* WHAT IS BEING ASKED *
Extend the excerpt below on privatizing the UK's universities, continuing from its final sentence.

--- begin EXCERPT ---

Freedom: just another word for bigger profits (1 of 2)

十月 25, 2012

Terence Kealey deserves thanks for explicating a key point on which ministers prefer to maintain silence: namely, that the argument for privatising the UK's universities rests empirically on the performance of the top US private universities ("Declaration of independence", 11 October). His candour is all the more precious for revealing so clearly how this argument, thinly disguised as defence of intellectual autonomy, is actually propelled by institutional self-interest.

The basic argument is familiar. Since he who pays the piper calls the tune, only complete financial independence guarantees intellectual independence.

The problem is that the great private US universities are not financially independent. The vast bulk of their funding for research, on which their fame principally rests, comes from public sources; and even their high tuition fees are made possible by government-backed student grants and loans.

Far from criticising this reliance on state funding, Kealey proposes not only to emulate it but to surpass it. Private universities, he argues, should "be free to cherry-pick quality-related (QR) research money from the Higher Education Funding Council for England". In other words, the University of Buckingham should have full access to public research funding, not only for individual project grants (like Ivy League universities) but also for institutional block grants from Hefce. Why taking the king's shilling for teaching erodes intellectual integrity yet doing the same for research represents a victory for independence is something he fails to explain.

--- end EXCERPT ---
--- begin ROWS ---

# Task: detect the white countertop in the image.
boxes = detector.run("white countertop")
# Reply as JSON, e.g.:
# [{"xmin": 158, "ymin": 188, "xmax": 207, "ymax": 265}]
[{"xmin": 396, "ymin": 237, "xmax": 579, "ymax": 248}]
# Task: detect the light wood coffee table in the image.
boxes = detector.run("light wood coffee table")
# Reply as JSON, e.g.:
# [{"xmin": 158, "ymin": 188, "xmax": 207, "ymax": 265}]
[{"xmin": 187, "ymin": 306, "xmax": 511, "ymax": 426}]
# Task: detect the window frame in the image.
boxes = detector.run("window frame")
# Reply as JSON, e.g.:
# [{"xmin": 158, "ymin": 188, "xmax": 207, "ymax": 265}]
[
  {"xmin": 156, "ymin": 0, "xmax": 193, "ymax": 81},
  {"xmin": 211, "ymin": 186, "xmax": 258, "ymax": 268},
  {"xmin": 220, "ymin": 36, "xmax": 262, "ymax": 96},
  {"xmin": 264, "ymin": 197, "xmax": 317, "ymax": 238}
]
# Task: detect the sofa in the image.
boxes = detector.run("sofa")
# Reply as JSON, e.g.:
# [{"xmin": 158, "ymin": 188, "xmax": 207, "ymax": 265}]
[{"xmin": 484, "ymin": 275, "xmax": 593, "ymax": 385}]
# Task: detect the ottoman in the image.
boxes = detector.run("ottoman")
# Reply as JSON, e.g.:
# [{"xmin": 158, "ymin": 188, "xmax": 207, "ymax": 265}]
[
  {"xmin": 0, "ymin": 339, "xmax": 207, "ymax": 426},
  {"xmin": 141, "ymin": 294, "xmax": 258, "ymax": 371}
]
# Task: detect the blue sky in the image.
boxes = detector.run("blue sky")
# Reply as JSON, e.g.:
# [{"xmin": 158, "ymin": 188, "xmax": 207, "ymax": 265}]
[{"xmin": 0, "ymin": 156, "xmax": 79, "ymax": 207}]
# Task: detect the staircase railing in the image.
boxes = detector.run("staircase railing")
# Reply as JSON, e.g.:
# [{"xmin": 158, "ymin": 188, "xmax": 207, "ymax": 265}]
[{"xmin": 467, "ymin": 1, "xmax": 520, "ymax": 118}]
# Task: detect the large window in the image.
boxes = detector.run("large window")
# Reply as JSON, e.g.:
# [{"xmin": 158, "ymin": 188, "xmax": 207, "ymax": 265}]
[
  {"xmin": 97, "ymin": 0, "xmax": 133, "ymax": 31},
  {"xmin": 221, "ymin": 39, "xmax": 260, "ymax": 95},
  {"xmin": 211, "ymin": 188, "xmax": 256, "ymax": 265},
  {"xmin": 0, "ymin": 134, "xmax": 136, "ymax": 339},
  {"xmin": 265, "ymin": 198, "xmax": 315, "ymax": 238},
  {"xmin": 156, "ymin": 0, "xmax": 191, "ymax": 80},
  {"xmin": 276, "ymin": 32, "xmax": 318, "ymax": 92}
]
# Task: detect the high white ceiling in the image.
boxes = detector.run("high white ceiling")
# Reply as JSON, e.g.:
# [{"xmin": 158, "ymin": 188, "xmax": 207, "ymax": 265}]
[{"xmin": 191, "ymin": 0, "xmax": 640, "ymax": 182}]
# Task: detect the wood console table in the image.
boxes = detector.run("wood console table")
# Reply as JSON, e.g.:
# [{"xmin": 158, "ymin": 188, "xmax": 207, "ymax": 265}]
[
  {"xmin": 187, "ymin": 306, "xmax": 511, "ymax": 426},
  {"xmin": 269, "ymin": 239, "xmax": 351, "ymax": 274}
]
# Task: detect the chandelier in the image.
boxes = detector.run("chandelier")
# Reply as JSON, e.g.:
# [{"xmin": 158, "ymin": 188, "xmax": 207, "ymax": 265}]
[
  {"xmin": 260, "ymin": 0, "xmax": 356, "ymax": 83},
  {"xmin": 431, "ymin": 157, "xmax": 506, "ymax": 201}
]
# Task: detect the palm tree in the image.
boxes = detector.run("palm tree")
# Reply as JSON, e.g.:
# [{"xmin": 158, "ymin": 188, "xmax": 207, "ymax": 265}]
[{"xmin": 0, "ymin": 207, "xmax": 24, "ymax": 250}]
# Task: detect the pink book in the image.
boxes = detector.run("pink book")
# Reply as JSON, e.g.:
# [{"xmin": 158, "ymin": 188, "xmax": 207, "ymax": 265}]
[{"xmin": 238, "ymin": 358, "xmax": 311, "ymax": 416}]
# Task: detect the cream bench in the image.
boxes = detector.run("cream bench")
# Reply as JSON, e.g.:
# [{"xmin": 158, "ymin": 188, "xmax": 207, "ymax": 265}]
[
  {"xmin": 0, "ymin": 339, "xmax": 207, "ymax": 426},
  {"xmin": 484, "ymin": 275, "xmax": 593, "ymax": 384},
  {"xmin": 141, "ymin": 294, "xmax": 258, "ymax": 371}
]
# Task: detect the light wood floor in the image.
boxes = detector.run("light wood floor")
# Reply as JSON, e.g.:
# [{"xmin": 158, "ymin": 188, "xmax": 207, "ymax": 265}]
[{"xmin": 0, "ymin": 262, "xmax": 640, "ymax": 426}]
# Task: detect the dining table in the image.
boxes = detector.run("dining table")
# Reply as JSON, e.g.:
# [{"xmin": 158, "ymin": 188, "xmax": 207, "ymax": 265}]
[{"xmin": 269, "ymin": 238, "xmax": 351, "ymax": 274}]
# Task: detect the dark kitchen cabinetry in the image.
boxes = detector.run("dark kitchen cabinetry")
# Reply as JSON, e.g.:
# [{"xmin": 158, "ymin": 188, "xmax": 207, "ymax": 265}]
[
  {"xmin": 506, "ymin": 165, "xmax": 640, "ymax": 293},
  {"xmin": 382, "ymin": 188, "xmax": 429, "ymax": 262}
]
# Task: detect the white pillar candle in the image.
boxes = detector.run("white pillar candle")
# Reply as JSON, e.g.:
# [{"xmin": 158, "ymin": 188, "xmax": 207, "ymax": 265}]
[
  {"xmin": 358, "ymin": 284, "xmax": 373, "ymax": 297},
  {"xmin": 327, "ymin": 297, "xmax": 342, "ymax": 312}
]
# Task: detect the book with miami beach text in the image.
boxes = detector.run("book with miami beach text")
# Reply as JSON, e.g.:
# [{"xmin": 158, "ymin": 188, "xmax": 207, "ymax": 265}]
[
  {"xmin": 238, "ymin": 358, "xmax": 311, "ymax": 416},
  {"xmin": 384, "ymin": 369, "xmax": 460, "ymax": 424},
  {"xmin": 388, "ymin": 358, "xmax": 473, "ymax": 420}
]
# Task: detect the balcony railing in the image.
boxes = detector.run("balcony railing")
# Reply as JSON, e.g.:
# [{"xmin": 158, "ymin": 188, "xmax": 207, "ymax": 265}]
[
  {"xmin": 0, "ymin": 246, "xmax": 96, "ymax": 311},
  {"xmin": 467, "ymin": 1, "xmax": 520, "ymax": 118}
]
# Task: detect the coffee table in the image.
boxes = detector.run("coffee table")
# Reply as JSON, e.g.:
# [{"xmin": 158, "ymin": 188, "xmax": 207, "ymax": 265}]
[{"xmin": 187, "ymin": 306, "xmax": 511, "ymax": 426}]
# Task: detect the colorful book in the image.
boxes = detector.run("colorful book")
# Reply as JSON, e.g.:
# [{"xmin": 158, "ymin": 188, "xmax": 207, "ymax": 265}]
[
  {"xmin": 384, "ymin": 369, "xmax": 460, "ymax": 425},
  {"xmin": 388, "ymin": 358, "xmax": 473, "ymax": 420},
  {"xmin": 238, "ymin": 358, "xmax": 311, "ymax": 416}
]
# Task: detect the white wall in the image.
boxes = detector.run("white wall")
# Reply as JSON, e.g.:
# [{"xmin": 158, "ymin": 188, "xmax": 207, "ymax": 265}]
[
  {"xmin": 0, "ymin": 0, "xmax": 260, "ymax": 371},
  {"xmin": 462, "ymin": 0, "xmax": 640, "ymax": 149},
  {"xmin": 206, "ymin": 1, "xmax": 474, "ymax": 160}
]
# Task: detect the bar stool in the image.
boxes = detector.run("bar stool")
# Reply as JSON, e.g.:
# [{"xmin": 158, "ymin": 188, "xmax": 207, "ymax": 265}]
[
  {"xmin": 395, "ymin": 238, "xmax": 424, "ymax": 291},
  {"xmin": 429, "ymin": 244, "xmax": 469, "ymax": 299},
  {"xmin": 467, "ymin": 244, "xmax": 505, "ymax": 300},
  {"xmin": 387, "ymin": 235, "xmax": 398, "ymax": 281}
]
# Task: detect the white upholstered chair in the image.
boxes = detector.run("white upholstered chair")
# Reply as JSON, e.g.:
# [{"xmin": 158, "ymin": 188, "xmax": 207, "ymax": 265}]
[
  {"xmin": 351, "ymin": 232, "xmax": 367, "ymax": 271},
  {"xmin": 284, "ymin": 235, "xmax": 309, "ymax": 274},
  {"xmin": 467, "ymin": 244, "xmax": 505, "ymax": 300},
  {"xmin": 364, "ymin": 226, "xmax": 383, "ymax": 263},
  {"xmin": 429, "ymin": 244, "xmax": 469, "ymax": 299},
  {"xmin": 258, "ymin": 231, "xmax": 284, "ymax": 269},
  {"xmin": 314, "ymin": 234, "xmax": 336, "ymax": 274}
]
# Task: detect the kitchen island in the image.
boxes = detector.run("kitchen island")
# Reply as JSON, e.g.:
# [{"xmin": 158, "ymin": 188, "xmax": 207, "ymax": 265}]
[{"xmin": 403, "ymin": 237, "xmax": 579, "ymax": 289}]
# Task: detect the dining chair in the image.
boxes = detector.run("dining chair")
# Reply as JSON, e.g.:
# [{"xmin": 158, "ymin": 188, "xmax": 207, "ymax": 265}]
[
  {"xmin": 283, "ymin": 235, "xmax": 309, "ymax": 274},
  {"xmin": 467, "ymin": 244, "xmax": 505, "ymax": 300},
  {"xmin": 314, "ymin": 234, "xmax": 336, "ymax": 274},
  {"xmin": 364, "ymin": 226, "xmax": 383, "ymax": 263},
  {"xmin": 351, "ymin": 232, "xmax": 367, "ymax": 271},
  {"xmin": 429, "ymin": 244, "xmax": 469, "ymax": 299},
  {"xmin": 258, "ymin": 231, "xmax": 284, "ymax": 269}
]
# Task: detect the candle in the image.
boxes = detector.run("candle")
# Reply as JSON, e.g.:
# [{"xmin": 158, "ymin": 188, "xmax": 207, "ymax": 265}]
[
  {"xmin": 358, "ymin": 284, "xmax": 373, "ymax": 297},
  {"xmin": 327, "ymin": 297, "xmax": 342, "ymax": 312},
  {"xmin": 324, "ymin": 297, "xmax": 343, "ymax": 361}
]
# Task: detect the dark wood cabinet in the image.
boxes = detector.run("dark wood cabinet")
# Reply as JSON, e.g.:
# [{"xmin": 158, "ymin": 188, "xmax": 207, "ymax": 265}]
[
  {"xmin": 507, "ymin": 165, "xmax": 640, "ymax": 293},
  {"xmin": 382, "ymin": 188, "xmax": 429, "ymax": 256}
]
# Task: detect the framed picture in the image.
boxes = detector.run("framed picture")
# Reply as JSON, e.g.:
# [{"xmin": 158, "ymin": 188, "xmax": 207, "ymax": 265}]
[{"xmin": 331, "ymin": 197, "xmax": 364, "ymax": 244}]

--- end ROWS ---

* RESPONSE FOR THIS EXERCISE *
This is partly because Kealey's primary argument is not about intellectual freedom at all: it is about the freedom to maximise income. Universities, he argues, "should...be freed to charge the fees the market will bear" without "any of the subjections to agencies such as the Office for Fair Access". In other words, the UK's elite universities should outdo their US competitors in selling their wares to the highest bidder (which the Ivy League does not do) and in offering preferential access to the children of generous alumni (which it does). Doing so might make the richest few UK universities even richer, but would this be a good thing for the UK university system generally, and for UK society as a whole? Is what is best for Oxbridge also best for Britain?

Recent US experience suggests otherwise. Over the past decade, books depicting the deepening malaise of the US university system have flooded from US university presses at an unreadable rate, rapidly rendering unqualified admiration for the American way in higher education obsolete. The UK may need a proper debate to give this issue an overdue airing but before publishing further contributions to it, Kealey needs to catch up with his reading.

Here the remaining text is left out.